### TASK STATEMENT
Two lines in the listing below mark the span: one contains "Mark every instance of the man with" and one contains "x=183, y=242". Reproduce both of them and everything between, exactly.

### DATASET EXTRACT
- - - -

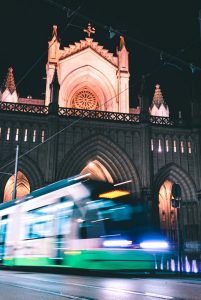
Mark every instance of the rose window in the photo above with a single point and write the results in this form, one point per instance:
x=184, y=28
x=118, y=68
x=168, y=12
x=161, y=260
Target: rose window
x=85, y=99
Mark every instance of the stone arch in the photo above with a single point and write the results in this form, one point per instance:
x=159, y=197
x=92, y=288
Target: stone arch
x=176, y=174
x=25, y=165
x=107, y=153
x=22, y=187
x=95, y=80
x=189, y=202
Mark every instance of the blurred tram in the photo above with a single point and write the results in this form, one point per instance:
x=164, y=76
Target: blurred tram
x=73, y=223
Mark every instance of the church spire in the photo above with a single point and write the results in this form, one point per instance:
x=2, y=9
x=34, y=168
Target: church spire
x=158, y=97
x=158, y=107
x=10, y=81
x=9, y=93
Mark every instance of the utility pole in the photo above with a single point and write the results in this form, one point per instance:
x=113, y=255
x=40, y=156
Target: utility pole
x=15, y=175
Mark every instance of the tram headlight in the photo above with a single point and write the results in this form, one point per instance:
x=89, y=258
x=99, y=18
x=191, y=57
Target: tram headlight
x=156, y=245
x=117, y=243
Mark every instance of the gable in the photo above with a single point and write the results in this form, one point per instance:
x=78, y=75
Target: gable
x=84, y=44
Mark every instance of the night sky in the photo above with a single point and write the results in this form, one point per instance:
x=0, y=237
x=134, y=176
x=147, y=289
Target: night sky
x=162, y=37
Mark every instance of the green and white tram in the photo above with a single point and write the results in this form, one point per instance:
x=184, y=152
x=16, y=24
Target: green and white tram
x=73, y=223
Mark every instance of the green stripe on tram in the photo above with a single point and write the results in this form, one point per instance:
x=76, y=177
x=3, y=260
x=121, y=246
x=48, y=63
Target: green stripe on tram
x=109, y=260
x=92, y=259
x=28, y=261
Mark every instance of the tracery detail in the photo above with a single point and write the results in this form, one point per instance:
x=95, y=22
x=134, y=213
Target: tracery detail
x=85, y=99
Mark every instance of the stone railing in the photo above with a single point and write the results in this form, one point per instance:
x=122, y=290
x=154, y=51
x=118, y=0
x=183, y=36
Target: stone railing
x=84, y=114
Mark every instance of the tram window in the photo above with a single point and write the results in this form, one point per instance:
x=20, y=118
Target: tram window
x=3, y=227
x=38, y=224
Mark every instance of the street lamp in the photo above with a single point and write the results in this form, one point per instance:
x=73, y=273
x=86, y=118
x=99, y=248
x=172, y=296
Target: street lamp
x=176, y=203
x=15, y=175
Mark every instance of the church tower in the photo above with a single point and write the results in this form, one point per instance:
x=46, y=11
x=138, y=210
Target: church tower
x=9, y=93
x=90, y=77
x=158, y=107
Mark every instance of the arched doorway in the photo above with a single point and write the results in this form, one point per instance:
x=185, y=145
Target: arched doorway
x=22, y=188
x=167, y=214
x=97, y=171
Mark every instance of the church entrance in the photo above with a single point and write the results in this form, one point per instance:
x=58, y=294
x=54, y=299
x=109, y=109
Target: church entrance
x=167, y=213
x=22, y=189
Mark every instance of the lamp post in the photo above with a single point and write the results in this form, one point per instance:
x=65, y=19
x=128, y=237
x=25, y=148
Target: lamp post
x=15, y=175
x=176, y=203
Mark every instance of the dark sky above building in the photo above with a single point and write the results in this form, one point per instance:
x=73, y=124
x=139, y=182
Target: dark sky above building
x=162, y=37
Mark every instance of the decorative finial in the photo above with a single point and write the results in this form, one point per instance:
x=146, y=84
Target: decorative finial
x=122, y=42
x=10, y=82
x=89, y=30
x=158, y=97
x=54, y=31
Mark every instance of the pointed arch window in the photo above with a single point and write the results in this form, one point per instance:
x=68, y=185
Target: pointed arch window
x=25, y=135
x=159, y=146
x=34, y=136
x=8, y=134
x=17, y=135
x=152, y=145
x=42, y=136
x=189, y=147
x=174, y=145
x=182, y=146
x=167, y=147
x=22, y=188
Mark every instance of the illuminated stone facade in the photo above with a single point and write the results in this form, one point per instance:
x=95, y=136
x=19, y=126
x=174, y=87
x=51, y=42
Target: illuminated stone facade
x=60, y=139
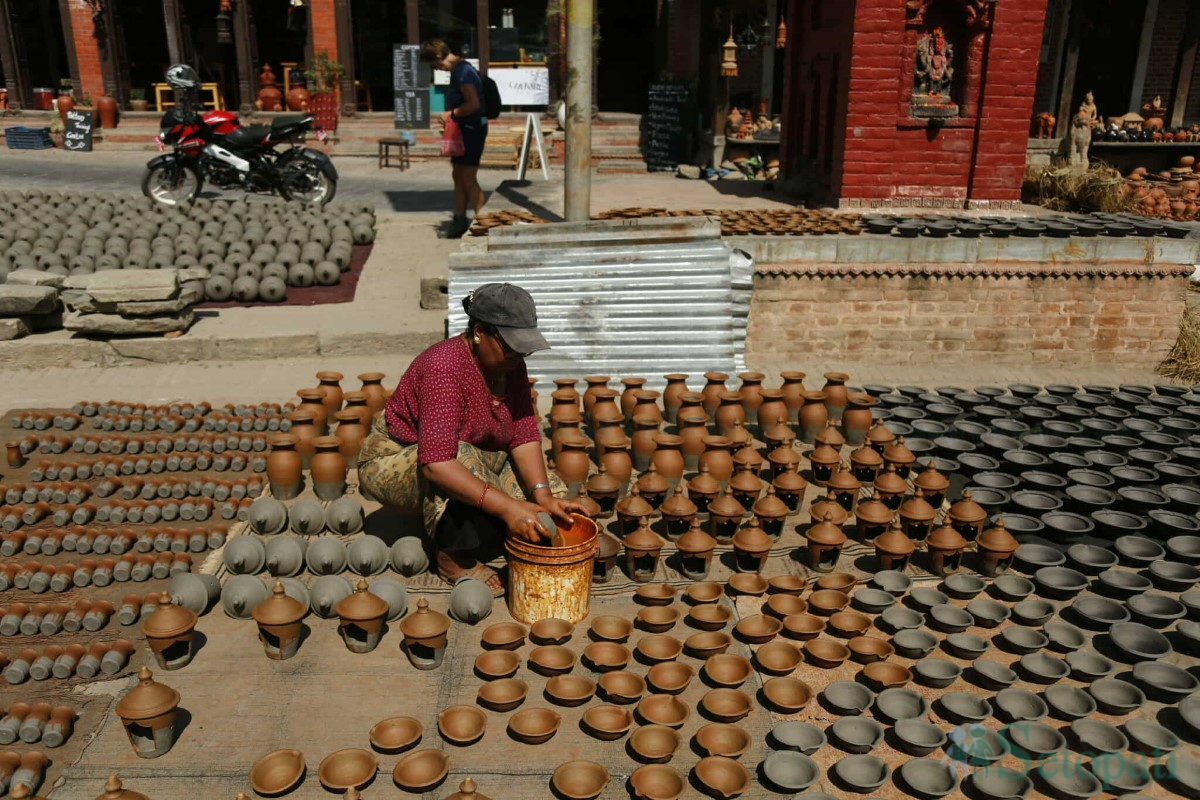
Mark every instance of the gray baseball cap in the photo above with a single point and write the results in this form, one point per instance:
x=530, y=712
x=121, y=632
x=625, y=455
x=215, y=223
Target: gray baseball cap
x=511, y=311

- - - -

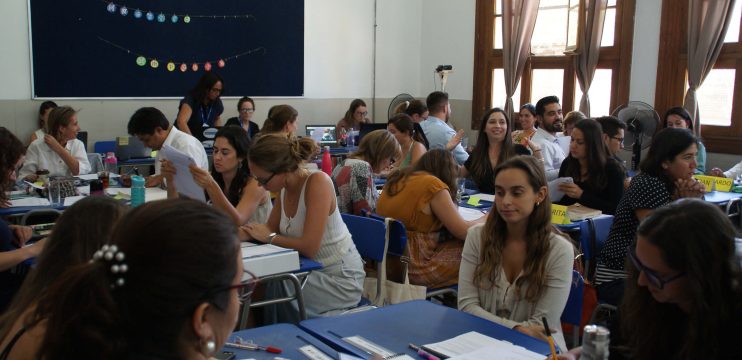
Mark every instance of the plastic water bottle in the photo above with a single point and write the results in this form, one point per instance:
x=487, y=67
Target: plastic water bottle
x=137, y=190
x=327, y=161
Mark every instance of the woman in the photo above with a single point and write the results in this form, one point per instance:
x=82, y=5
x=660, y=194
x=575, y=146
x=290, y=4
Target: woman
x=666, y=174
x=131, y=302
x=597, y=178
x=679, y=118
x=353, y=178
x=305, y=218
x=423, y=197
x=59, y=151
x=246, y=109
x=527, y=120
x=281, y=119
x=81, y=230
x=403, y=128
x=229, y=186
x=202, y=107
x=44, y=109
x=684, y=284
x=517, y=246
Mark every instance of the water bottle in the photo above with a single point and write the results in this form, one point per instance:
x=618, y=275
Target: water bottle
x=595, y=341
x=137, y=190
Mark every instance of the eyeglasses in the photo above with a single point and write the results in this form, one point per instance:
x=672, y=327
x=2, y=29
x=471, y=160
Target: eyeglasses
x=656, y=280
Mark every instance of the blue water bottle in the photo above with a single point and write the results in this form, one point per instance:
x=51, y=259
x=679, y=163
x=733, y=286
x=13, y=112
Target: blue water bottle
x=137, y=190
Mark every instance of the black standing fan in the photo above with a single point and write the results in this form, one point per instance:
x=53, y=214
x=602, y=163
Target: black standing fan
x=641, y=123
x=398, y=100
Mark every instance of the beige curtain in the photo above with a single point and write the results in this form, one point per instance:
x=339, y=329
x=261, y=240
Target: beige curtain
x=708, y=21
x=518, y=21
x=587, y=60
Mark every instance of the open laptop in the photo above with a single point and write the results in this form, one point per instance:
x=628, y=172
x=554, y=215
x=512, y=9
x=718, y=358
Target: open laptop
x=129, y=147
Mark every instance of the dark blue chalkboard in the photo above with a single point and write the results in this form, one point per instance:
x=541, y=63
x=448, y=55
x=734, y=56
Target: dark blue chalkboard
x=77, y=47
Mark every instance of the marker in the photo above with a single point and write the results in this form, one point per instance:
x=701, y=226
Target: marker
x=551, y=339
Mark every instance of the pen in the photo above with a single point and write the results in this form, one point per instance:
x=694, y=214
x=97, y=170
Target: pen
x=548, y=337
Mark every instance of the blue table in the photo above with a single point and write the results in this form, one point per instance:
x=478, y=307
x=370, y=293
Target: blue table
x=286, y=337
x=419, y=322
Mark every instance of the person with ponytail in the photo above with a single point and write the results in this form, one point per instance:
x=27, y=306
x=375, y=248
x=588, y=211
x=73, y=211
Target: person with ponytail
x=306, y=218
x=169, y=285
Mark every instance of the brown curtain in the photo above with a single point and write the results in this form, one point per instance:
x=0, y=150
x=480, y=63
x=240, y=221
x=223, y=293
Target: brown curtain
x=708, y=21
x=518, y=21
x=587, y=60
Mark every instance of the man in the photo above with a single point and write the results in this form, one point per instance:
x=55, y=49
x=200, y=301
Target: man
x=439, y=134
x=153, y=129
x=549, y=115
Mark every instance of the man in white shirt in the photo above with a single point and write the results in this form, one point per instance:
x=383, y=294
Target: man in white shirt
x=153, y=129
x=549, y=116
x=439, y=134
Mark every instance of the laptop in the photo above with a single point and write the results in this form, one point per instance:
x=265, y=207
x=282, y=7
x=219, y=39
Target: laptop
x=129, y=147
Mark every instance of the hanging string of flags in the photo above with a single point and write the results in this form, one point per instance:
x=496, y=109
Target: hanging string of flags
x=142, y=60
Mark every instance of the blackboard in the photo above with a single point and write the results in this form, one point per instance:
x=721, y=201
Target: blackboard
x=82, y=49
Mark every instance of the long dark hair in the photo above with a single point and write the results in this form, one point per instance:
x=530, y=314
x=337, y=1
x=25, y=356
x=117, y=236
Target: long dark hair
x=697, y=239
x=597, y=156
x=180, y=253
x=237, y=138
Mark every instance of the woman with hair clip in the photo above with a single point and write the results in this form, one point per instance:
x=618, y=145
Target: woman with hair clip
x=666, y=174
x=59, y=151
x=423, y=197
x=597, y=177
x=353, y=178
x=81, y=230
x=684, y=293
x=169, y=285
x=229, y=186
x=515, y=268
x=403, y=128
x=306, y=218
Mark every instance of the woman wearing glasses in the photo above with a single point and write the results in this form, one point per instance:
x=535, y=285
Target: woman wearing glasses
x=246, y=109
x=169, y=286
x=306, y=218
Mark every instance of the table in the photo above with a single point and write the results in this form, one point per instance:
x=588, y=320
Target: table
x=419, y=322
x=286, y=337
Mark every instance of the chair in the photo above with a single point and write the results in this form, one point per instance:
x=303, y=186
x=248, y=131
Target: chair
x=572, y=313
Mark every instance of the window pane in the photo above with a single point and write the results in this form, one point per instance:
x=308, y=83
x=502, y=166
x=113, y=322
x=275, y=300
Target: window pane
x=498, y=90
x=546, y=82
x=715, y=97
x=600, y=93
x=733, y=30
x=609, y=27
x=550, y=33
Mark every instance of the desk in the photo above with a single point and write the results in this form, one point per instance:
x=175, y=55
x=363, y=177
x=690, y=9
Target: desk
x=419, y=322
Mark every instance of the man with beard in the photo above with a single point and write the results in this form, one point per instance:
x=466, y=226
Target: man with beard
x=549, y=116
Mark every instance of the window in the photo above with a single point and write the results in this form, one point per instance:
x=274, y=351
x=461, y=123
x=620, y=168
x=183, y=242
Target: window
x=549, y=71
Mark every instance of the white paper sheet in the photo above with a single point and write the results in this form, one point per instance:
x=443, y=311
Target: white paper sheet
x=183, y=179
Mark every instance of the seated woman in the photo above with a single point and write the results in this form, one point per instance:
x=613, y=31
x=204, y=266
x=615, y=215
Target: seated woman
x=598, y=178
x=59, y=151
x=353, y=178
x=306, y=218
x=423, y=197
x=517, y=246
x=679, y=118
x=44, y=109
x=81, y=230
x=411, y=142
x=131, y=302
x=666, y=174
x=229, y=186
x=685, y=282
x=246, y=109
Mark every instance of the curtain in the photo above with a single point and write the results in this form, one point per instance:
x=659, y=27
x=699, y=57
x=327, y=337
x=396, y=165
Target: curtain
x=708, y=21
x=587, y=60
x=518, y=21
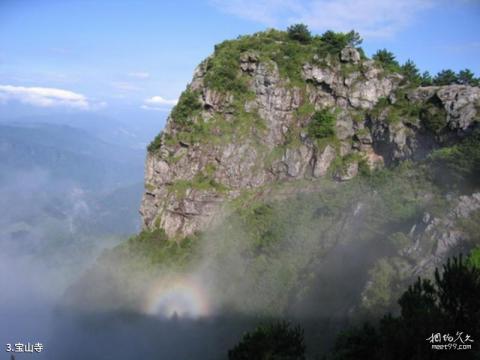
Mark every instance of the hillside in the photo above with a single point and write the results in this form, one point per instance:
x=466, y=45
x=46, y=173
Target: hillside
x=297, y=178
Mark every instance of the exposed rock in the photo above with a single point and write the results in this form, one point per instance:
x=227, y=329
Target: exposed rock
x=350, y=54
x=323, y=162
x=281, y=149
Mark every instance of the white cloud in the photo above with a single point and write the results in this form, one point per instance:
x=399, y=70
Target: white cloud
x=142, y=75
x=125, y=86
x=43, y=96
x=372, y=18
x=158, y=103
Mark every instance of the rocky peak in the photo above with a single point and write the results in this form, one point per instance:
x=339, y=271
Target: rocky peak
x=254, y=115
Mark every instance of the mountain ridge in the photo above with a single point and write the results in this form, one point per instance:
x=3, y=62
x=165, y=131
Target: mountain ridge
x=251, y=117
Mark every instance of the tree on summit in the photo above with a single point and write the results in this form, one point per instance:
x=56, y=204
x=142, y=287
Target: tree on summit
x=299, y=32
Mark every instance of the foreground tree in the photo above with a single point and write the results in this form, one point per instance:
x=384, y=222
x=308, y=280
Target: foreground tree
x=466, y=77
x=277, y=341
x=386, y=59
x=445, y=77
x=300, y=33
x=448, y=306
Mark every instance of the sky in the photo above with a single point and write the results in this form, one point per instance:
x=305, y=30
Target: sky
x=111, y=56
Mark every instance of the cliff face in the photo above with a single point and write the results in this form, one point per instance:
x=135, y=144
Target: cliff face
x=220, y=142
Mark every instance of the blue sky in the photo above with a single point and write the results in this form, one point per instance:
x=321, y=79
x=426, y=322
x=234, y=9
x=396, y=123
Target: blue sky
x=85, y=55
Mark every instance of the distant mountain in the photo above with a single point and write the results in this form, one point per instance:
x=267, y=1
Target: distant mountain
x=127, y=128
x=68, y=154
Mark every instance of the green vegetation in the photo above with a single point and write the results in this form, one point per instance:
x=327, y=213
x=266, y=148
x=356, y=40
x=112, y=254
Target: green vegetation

- - - -

### WORKED SOLUTION
Mark every instance of the man with beard in the photo above with a single point and write the results in this form, one point per instance:
x=466, y=226
Target: man with beard
x=549, y=116
Mark every instance of the window in the photo above with a single point and write the results in this form, one point per instance:
x=274, y=351
x=461, y=123
x=620, y=168
x=183, y=242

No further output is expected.